> [Work request A] In the linker error text, which compression library does the second minimal example use?
> [Work request B] Please condense the paragraph of the linker error text that begins "Your linkage fails" into a single shorter sentence that keeps its main facts.

> [Document segment]
Your linkage fails with undefined reference to something errors.
But all the undefined somethings are declared in the header files you have
#included and are in fact defined in the libraries that you are linking.
Examples are in C. They could equally well be C++
A minimal example involving a static library you built yourself
my_lib.c
#include "my_lib.h"
#include <stdio.h>
void hw(void)
{
puts("Hello World");
}
my_lib.h
#ifndef MY_LIB_H
#define MT_LIB_H
extern void hw(void);
#endif
eg1.c
#include <my_lib.h>
int main()
{
hw();
return 0;
}
You build your static library:
$ gcc -c -o my_lib.o my_lib.c
$ ar rcs libmy_lib.a my_lib.o
You compile your program:
$ gcc -I. -c -o eg1.o eg1.c
You try to link it with libmy_lib.a and fail:
$ gcc -o eg1 -L. -lmy_lib eg1.o
eg1.o: In function `main':
eg1.c:(.text+0x5): undefined reference to `hw'
collect2: error: ld returned 1 exit status
The same result if you compile and link in one step, like:
$ gcc -o eg1 -I. -L. -lmy_lib eg1.c
/tmp/ccQk1tvs.o: In function `main':
eg1.c:(.text+0x5): undefined reference to `hw'
collect2: error: ld returned 1 exit status
A minimal example involving a shared system library, the compression library libz
eg2.c
#include <zlib.h>
#include <stdio.h>
int main()
{
printf("%s\n",zlibVersion());
return 0;
}
Compile your program:
$ gcc -c -o eg2.o eg2.c
Try to link your program with libz and fail:
$ gcc -o eg2 -lz eg2.o
eg2.o: In function `main':
eg2.c:(.text+0x5): undefined reference to `zlibVersion'
collect2: error: ld returned 1 exit status
Same if you compile and link in one go:
$ gcc -o eg2 -I. -lz eg2.c
/tmp/ccxCiGn7.o: In function `main':
eg2.c:(.text+0x5): undefined reference to `zlibVersion'
collect2: error: ld returned 1 exit status
And a variation on example 2 involving pkg-config:
$ gcc -o eg2 $(pkg-config --libs zlib) eg2.o
eg2.o: In function `main':
eg2.c:(.text+0x5): undefined reference to `zlibVersion'
What are you doing wrong?

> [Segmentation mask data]
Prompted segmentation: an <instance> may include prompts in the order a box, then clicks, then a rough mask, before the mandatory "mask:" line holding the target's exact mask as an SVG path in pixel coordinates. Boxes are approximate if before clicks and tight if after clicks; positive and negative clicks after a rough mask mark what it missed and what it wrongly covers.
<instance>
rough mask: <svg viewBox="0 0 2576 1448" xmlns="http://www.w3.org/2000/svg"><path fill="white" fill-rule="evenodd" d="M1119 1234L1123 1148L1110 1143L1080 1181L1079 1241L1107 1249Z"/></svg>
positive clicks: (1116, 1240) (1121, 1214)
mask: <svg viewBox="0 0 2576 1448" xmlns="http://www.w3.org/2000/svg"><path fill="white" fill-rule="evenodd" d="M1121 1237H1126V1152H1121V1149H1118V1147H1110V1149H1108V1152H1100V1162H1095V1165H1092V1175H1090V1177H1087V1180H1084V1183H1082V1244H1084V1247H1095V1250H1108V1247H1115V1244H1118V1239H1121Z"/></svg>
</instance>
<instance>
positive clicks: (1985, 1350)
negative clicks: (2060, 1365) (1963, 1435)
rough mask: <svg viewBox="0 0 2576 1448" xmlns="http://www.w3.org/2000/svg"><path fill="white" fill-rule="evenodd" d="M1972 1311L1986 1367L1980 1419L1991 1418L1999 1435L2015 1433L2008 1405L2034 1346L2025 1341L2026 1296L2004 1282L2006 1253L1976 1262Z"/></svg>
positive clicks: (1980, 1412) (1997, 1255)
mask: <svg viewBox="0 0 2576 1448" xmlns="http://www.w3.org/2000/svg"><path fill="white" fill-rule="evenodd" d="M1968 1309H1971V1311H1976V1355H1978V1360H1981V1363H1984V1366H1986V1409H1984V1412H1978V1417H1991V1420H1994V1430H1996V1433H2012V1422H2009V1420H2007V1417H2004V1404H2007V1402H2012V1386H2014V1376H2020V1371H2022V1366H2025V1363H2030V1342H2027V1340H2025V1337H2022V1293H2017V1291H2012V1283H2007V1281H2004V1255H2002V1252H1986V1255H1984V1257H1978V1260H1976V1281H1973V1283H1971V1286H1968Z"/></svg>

> [Response box A] The compression library libz.

> [Response box B] Linking fails with undefined reference errors, even though every missing symbol is declared in the included header files and defined in the libraries being linked.